Exercise description: Rewrite the stretch from the line containing "Find all occurrences of tree." through the end of the entries, substituting "stone wall" for "brick wall" and leaving everything else unchanged.

Entries for bounding box labeling:
* Start *
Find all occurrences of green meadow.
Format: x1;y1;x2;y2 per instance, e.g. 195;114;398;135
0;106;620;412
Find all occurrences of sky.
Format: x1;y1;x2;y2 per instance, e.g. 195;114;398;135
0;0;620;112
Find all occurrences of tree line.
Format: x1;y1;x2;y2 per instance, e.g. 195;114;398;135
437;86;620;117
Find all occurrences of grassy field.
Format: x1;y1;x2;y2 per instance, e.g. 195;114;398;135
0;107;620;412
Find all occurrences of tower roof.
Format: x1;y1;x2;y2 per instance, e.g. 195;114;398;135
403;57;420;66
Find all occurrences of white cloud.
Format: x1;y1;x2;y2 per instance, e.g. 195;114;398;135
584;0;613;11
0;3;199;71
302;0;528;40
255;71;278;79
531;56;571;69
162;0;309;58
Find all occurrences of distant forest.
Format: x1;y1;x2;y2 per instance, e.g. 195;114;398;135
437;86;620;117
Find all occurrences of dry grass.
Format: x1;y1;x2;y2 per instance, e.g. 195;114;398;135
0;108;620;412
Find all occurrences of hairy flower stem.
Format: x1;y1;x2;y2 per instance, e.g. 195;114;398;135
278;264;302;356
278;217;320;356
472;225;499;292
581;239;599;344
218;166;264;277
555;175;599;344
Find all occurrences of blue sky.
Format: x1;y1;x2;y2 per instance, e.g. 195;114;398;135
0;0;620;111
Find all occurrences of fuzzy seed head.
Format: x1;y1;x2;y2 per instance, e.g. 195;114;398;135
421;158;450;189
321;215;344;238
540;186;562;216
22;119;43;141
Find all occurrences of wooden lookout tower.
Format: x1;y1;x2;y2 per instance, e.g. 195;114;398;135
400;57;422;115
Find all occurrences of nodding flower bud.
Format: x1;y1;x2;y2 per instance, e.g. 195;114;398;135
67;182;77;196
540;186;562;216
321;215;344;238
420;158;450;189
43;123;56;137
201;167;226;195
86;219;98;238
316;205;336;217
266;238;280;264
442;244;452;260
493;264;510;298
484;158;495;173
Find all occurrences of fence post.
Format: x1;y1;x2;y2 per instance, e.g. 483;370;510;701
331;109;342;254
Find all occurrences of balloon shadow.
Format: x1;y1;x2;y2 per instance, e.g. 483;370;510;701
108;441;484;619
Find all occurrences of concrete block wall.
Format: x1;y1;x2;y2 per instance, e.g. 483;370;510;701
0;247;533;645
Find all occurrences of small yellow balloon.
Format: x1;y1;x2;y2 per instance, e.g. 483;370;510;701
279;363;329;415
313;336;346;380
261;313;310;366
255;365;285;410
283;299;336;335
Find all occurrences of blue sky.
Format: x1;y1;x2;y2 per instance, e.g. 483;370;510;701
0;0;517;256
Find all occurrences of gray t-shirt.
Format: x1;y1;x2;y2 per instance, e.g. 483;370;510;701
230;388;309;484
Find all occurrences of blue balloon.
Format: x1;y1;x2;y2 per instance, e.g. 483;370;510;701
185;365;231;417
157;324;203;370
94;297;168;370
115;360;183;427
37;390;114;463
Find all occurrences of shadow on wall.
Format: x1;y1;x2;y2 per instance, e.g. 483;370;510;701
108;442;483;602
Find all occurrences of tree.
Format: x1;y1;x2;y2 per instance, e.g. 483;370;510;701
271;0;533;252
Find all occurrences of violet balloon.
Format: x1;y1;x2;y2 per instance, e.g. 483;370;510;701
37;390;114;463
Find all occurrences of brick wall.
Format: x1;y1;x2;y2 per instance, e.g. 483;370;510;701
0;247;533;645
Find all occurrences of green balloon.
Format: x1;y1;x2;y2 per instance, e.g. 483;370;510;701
* End *
The solution:
Find all occurrences of tree.
Format: x1;y1;x2;y2 per instance, e.g. 483;370;510;701
271;0;533;252
Find all occurrences of violet balloon.
Format: x1;y1;x2;y2 per instance, e.g. 483;370;510;701
37;390;114;463
Find all occurrences of stone wall.
Format: x1;y1;x2;y2 per instance, e.g. 483;370;510;701
0;247;533;645
Find all occurrences of green balloon.
Format: x1;y1;x2;y2 per instance, e.g. 483;370;510;701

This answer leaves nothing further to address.